Data entries:
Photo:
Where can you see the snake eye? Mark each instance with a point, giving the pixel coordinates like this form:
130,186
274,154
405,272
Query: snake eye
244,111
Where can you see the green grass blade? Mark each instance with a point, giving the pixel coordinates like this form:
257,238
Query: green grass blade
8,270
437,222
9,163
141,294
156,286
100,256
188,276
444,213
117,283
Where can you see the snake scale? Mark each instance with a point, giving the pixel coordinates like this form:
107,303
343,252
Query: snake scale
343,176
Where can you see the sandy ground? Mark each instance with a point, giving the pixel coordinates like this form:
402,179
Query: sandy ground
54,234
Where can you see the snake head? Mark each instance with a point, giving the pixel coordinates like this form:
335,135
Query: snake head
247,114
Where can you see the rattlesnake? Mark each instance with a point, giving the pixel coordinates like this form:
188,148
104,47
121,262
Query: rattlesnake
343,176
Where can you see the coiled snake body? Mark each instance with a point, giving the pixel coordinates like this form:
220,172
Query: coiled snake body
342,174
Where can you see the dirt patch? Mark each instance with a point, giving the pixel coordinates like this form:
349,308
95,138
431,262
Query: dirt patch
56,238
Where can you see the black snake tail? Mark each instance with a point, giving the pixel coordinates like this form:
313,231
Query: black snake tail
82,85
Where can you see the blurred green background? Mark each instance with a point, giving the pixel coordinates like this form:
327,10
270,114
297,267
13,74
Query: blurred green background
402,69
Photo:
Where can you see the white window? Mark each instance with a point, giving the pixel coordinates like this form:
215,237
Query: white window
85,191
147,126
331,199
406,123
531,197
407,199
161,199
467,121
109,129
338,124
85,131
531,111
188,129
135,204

---

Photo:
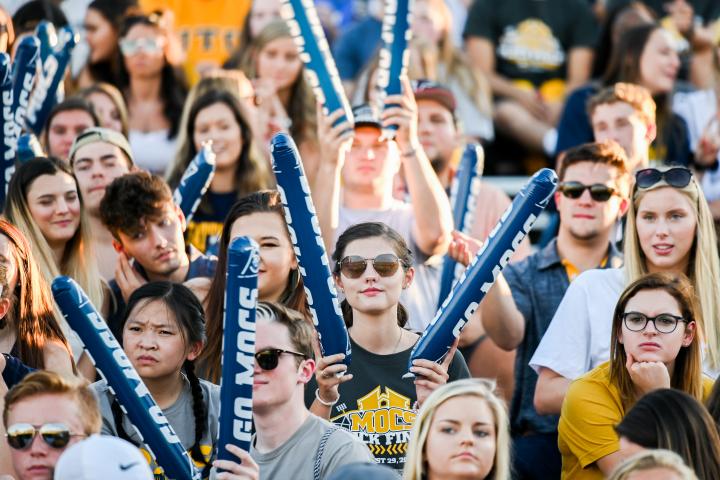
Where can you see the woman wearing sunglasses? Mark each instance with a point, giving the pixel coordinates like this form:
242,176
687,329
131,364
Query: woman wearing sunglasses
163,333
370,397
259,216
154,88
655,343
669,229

...

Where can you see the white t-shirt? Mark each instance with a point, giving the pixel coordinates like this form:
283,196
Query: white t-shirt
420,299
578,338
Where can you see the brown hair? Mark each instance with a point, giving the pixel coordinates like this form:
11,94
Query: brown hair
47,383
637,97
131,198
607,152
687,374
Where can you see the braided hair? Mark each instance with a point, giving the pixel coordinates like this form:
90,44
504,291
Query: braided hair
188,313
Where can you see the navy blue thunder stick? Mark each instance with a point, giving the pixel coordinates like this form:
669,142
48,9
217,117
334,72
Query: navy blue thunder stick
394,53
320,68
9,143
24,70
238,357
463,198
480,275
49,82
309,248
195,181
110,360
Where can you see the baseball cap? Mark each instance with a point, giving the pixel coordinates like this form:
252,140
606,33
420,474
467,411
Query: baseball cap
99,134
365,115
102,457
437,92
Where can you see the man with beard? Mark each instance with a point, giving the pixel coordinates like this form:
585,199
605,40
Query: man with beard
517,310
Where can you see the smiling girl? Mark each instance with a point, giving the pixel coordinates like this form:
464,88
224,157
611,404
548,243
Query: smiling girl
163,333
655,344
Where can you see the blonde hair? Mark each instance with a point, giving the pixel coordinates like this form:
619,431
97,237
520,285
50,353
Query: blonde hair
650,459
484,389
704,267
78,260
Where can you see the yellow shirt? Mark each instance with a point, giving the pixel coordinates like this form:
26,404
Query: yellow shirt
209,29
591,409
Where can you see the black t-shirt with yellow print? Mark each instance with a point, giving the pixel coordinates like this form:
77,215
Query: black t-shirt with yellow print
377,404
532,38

- **GIVEN REQUEST**:
Pick out each line of the records above that contains the string "background", with case taken into account, and copy those lines.

- **SOLUTION TO THIS PROBLEM**:
Where can you see the blurred green background? Mark each instance with a point, giving the pixel coordinates like this form:
Query: blurred green background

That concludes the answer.